— TEXTE DE LA PAGE —

╭──

Je sais bien que lorsque tu installe Gentoo, il te propose d'installer Yaboot (boot loader), Ubuntu en fera de même mais je ne sais pas lequel il utilise!
Si tu aime l'informatique alors vas-y, tu risque de bcp apprendre!

bonne chance


----------



## Yoop (12 Décembre 2005)

Perso, j'ai téléchargé la version d'install de Ubuntu que j'ai gravé sur un cd vierge, pis j'ai redemarré mon ordi en appuyant sur je sais plus quelle touche et hop j'avais un boooooo linux tout orange  
Bon j'avais pas le oueb, fallait que je rentre la clé WEP...et je l'avais pas sous la main!
Ca m'a plut mais pour l'instant je m'interesse pas encore à ça!  C'était juste pour découvrir!

Bonne chance à toi


----------



## Yggdrasill (12 Décembre 2005)

je tiens cependant à préciser que l'airport extreme n'est pas reconnu sous linux (ou alors ils ont franchemet bien bosser depuis la dernière fois...)
c'est ce que je trouve pénible, je ne vais pas me ballader avec un dongle wifi en plus de ma carte non plus!
Reste à voir si tu compte te connecter à un reseau wifi lorsque tu es sous linux ou si tu a la possibilité de te connecter via cable.


----------



## naas (12 Décembre 2005)

Dites vous ne voulez pas personnaliser votre avatar avec autre chose que des pommes je ne sais plus qui est qui :bebe:


----------



## Dramis (12 Décembre 2005)

ntx a dit:
			
		

> un petit complément : si tu veux quelque chose de gratuit, il n'y a pas que Linux. On trouve aussi des FreeBSD, OpenBSD ... mais chez Apple, il y a Darwin !!!



Il y a Solaris qui est maintenant gratuit.  Qui est une autre alternative.


----------



## Bilbo (12 Décembre 2005)

Yggdrasill a dit:
			
		

> bonne chance





			
				Yoop a dit:
			
		

> Bonne chance à toi


On dirait un coup de chapeau à un aventurier qui part dans l'Antarctique pour en faire le tour à cloche-pied.

╰──

— CONSIGNE ÉCRITE —
Pouvez-vous recopier fidèlement le passage de la discussion qui s'ouvre sur les mots contenant « Si tu aime l'informatique » et se clôt sur « sous la main! » ? Le matériau fourni n'intervient en rien ici.

— INFORMATIONS FOURNIES —
╭──

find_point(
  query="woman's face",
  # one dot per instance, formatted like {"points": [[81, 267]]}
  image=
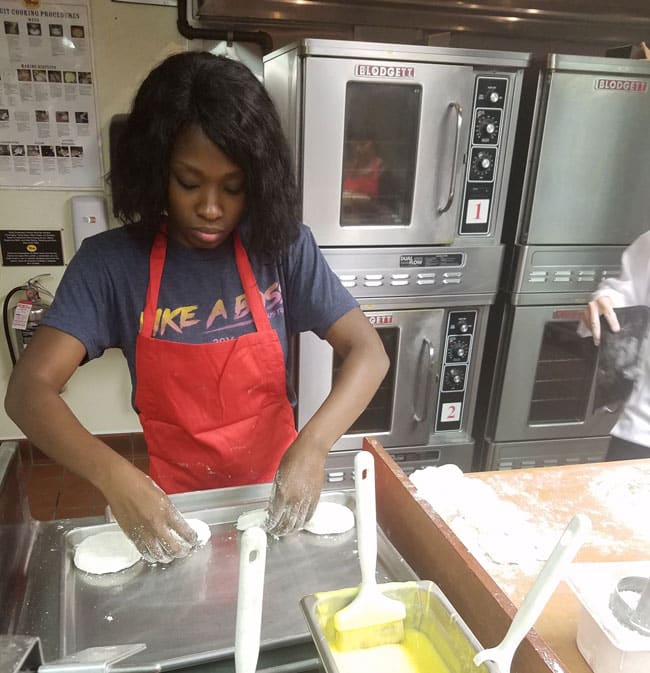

╰──

— RÉPONSE ATTENDUE —
Si tu aime l'informatique alors vas-y, tu risque de bcp apprendre!

bonne chance


----------



## Yoop (12 Décembre 2005)

Perso, j'ai téléchargé la version d'install de Ubuntu que j'ai gravé sur un cd vierge, pis j'ai redemarré mon ordi en appuyant sur je sais plus quelle touche et hop j'avais un boooooo linux tout orange  
Bon j'avais pas le oueb, fallait que je rentre la clé WEP...et je l'avais pas sous la main!